» Document passage:
Skip to main content

Identify fertile ground in genomes for minimal-edit regulatory design.

Project description

fertilizer

The Fertile Ground Hypothesis is that genomes are full of "almost-regulatory" regions — sequences that do not do anything on their own, but can be minimally edited to achieve subtle and precise activity. Many near-motifs, for example, sit one or two substitutions away from binding a transcription factor and recruiting its downstream regulatory activity. fertilizer helps identify the fertile ground in a genome that is most useful for your design task.

[!WARNING] Everything about this package, including the unit tests and this README (except for this line), was generated by Claude. We are in the process of validating everything, but use with caution for now.

Installation

fertilizer is installable with uv. The PyPI distribution is named fertilizer-genomics (the fertilizer name was taken), but the importable module is still fertilizer.

# install from PyPI
uv pip install fertilizer-genomics

# or install directly from GitHub
uv pip install git+https://github.com/jmschrei/fertilizer.git

# or install from a local clone
git clone https://github.com/jmschrei/fertilizer.git
cd fertilizer
uv pip install -e .

For a development environment with test and lint tooling:

uv venv
uv pip install -e ".[dev]"
pytest tests/

Usage

fertilizer exposes two subcommands. Typical workflow:

fertilizer extract -w A.bw B.bw C.bw -b regions.bed -o signals.tsv
fertilizer diff    -i signals.tsv -c A B C -o diff.tsv

fertilizer extract — signal aggregation

Compute the mean signal in each bigWig over each region in the concatenated BED input. One row per region, one column per bigWig. Input row order is preserved.

flag description
-w, --bigwigs one or more bigWig signal tracks
-b, --beds one or more BED region files (first three columns are used; # comments are skipped)
-o, --output path to the output TSV
-s, --stat per-region summary statistic: mean (default), max, min, sum, std, coverage. Maps directly to pyBigWig's stats(type=...)
-j, --n-jobs parallel workers (default -1, all cores)

Zeros never mean "missing" — the output is always numeric, never NaN. A region whose mean signal genuinely resolves to zero (empty bigWig, uncovered span) is reported as 0.0 silently. A region with a locus-level problem (unknown chromosome, coordinates past the end of the chromosome, zero-length interval, negative start) is also reported as 0.0 but triggers a single FertilizerWarning — one warning per distinct issue type per run, regardless of how many rows or bigWigs were affected.

» Provided data:
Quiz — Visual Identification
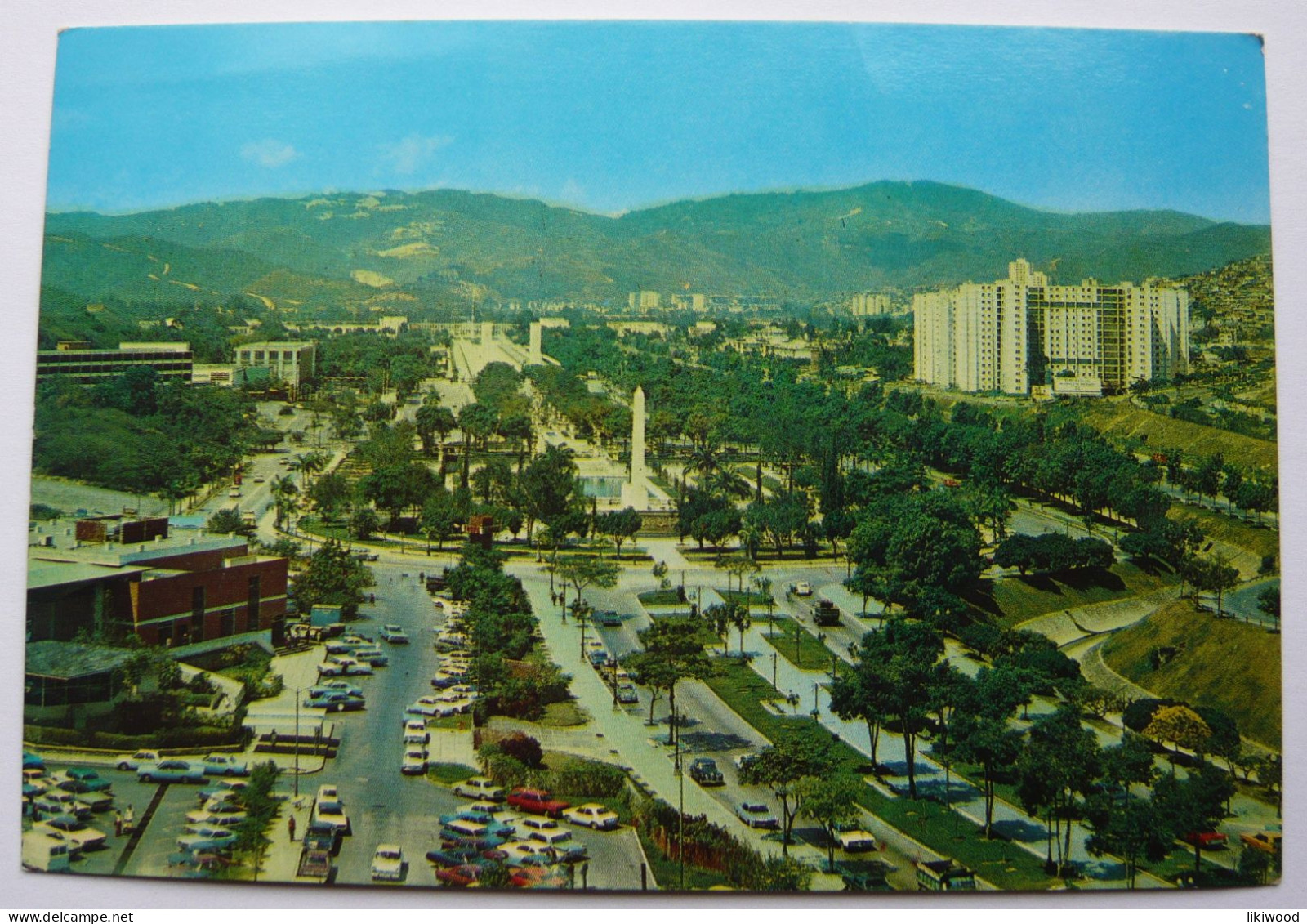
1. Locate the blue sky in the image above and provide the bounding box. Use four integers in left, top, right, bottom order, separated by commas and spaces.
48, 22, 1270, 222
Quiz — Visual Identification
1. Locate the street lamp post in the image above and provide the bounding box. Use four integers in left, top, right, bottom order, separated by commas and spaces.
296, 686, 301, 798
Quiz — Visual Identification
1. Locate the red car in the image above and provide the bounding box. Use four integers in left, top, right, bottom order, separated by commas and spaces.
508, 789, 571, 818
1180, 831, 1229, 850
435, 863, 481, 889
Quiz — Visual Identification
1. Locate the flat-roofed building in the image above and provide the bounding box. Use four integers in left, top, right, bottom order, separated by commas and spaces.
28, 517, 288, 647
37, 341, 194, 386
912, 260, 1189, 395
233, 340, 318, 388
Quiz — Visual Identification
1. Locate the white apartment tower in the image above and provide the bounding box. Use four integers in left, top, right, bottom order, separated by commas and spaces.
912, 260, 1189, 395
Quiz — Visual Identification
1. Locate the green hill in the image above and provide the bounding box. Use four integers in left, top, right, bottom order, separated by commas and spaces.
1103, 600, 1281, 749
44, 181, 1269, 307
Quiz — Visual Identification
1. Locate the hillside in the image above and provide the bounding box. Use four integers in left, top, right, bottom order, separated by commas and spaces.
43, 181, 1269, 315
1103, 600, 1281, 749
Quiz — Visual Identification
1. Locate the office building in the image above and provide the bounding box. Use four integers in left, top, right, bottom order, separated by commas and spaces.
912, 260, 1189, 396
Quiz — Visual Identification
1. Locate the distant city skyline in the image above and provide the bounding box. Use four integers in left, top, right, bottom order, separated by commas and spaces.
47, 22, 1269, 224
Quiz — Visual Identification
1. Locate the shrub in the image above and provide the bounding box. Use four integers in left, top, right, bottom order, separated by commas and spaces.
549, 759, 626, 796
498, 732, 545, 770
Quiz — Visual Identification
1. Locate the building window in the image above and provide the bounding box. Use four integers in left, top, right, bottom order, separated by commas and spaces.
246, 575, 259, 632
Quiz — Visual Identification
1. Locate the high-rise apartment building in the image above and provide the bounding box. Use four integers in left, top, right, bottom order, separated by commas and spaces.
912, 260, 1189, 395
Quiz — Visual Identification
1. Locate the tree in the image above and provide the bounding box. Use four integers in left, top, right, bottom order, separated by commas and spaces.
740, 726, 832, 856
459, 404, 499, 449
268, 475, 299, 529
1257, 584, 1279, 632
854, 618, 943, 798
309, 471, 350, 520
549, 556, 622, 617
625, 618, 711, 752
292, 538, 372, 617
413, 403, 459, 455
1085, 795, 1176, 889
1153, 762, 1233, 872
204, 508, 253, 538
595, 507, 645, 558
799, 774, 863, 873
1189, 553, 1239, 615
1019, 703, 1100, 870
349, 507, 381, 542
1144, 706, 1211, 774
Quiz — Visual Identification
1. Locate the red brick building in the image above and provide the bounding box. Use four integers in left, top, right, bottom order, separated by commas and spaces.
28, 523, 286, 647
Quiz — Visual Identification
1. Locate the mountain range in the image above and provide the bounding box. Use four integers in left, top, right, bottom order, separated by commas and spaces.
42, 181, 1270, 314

» Your assignment: Please give the package name the fertilizer project description says to use when installing from PyPI.

» Exercise solution: fertilizer-genomics